Convert the lines below into a JSON list of strings, one string per line, and leave out any blank lines.

# start of Provided information

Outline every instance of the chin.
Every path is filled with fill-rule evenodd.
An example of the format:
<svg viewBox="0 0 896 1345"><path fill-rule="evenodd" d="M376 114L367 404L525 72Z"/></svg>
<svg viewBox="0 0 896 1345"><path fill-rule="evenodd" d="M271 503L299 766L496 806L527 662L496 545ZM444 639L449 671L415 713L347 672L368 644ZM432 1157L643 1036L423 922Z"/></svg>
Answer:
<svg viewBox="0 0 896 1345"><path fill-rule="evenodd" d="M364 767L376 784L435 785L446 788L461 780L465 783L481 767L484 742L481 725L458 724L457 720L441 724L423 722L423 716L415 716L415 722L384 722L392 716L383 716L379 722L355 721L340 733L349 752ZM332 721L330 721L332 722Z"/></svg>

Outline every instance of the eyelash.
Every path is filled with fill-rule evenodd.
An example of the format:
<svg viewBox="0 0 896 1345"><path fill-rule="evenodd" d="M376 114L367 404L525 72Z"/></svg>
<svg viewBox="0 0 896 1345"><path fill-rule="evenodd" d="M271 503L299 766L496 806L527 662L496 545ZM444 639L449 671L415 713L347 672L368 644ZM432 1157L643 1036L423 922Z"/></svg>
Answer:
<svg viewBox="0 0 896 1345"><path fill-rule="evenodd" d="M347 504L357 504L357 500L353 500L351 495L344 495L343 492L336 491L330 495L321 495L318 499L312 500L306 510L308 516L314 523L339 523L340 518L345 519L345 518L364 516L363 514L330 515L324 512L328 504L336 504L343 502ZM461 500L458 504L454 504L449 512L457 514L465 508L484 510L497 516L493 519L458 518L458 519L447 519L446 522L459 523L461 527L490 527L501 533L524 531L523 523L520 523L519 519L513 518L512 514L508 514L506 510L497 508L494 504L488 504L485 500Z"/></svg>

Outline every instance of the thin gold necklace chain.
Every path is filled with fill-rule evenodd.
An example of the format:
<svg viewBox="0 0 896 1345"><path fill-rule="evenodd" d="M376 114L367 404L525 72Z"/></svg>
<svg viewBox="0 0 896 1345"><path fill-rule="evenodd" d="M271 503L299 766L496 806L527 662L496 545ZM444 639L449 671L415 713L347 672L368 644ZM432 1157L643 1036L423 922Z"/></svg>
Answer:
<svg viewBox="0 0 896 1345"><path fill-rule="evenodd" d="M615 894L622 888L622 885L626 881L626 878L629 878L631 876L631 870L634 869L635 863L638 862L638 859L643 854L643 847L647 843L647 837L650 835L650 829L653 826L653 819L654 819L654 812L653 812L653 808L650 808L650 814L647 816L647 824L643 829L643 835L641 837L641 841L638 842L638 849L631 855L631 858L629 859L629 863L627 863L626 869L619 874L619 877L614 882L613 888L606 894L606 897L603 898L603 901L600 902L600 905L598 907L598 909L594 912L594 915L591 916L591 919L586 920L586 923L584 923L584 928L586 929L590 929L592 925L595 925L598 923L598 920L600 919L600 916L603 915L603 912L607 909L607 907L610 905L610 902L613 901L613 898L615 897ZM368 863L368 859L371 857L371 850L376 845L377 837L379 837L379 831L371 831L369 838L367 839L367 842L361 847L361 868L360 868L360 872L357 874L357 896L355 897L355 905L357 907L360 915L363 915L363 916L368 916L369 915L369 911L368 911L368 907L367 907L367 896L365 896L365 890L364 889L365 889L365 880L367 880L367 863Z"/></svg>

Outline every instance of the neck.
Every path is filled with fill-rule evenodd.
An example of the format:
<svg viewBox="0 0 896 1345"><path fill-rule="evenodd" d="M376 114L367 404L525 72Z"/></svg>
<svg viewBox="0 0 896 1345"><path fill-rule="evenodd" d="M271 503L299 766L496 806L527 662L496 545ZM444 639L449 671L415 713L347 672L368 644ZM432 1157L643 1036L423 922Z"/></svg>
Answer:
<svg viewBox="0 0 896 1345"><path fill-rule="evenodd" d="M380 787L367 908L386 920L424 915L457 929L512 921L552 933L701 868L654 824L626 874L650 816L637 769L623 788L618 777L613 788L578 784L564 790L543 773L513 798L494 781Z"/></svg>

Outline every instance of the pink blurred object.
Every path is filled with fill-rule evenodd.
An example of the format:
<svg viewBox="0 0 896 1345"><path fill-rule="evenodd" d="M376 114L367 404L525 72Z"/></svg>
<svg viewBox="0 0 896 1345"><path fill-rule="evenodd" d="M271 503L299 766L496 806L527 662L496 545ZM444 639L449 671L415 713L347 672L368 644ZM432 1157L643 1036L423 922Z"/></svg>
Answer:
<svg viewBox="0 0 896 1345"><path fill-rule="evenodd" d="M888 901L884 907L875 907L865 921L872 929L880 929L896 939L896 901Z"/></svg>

# end of Provided information

_Expected output_.
[
  "Outline every instance of the chin.",
  "Every path is filled with fill-rule evenodd.",
  "An example of the format:",
  "<svg viewBox=\"0 0 896 1345\"><path fill-rule=\"evenodd\" d=\"M376 114L367 404L525 72Z\"/></svg>",
  "<svg viewBox=\"0 0 896 1345\"><path fill-rule=\"evenodd\" d=\"M271 503L299 766L496 806L527 662L496 545ZM444 639L449 671L415 713L347 672L368 644ZM432 1157L643 1036L423 922Z\"/></svg>",
  "Answer:",
  "<svg viewBox=\"0 0 896 1345\"><path fill-rule=\"evenodd\" d=\"M364 767L376 784L435 785L446 788L461 780L465 783L481 767L484 742L481 725L458 724L457 720L441 724L423 722L423 716L415 716L415 722L384 722L392 716L383 716L379 722L355 721L340 733L349 752ZM332 721L330 721L332 722Z\"/></svg>",
  "Outline every instance of the eyelash.",
  "Every path is filled with fill-rule evenodd.",
  "An example of the format:",
  "<svg viewBox=\"0 0 896 1345\"><path fill-rule=\"evenodd\" d=\"M376 114L367 404L525 72Z\"/></svg>",
  "<svg viewBox=\"0 0 896 1345\"><path fill-rule=\"evenodd\" d=\"M271 503L299 766L496 806L527 662L496 545ZM444 639L449 671L415 713L347 672L368 644ZM432 1157L643 1036L423 922Z\"/></svg>",
  "Answer:",
  "<svg viewBox=\"0 0 896 1345\"><path fill-rule=\"evenodd\" d=\"M347 504L357 504L357 500L353 500L351 495L344 495L343 492L336 491L330 495L321 495L318 499L312 500L306 510L308 516L314 523L339 523L340 518L345 519L345 518L364 516L363 514L330 515L324 512L328 504L336 504L343 502ZM461 500L458 504L454 504L449 512L457 514L465 508L484 510L497 516L493 519L458 518L458 519L447 519L446 522L459 523L461 527L490 527L501 533L524 531L523 523L520 523L519 519L513 518L512 514L508 514L506 510L497 508L494 504L488 504L485 500Z\"/></svg>",
  "Outline every instance of the thin gold necklace chain.",
  "Every path is filled with fill-rule evenodd.",
  "An example of the format:",
  "<svg viewBox=\"0 0 896 1345\"><path fill-rule=\"evenodd\" d=\"M376 114L367 404L525 72Z\"/></svg>",
  "<svg viewBox=\"0 0 896 1345\"><path fill-rule=\"evenodd\" d=\"M271 503L299 766L496 806L527 662L496 545ZM444 639L449 671L415 713L347 672L368 644ZM432 1157L643 1036L423 922Z\"/></svg>",
  "Answer:",
  "<svg viewBox=\"0 0 896 1345\"><path fill-rule=\"evenodd\" d=\"M615 894L622 888L622 885L626 881L626 878L629 878L631 876L631 870L634 869L635 863L638 862L638 859L643 854L643 847L647 843L647 837L650 835L650 829L653 826L653 819L654 819L654 812L653 812L653 808L650 808L650 814L647 816L647 824L643 829L643 835L641 837L641 841L638 842L638 849L631 855L631 858L629 859L629 863L627 863L626 869L619 874L619 877L614 882L613 888L606 894L606 897L603 898L603 901L600 902L600 905L598 907L598 909L594 912L594 915L591 916L591 919L586 920L586 923L584 923L584 928L586 929L590 929L592 925L595 925L598 923L598 920L600 919L600 916L603 915L603 912L607 909L607 907L610 905L610 902L613 901L613 898L615 897ZM368 863L368 859L371 857L371 850L376 845L377 837L379 837L379 831L371 831L369 838L367 839L367 842L361 847L361 868L360 868L360 872L357 874L357 896L355 897L355 905L357 907L360 915L363 915L363 916L368 916L369 915L369 911L368 911L368 907L367 907L367 896L365 896L365 890L364 889L365 889L365 880L367 880L367 863Z\"/></svg>",
  "Outline every instance of the neck.",
  "Every path is filled with fill-rule evenodd.",
  "An example of the format:",
  "<svg viewBox=\"0 0 896 1345\"><path fill-rule=\"evenodd\" d=\"M376 114L367 404L525 72Z\"/></svg>",
  "<svg viewBox=\"0 0 896 1345\"><path fill-rule=\"evenodd\" d=\"M271 503L299 766L496 806L527 662L496 545ZM444 639L449 671L415 713L347 672L368 644ZM432 1157L643 1036L423 922Z\"/></svg>",
  "Answer:",
  "<svg viewBox=\"0 0 896 1345\"><path fill-rule=\"evenodd\" d=\"M380 787L367 908L386 920L424 915L457 929L512 921L552 933L701 868L654 824L626 874L650 816L637 769L623 788L618 777L613 788L578 784L564 790L543 773L513 798L494 781Z\"/></svg>",
  "Outline every instance of the pink blurred object.",
  "Every path is filled with fill-rule evenodd.",
  "An example of the format:",
  "<svg viewBox=\"0 0 896 1345\"><path fill-rule=\"evenodd\" d=\"M376 114L367 404L525 72Z\"/></svg>",
  "<svg viewBox=\"0 0 896 1345\"><path fill-rule=\"evenodd\" d=\"M271 503L299 766L496 806L527 662L496 545ZM444 639L449 671L415 713L347 672L368 644ZM432 1157L643 1036L423 922Z\"/></svg>",
  "Answer:",
  "<svg viewBox=\"0 0 896 1345\"><path fill-rule=\"evenodd\" d=\"M888 901L884 907L875 907L865 921L872 929L880 929L896 939L896 901Z\"/></svg>"
]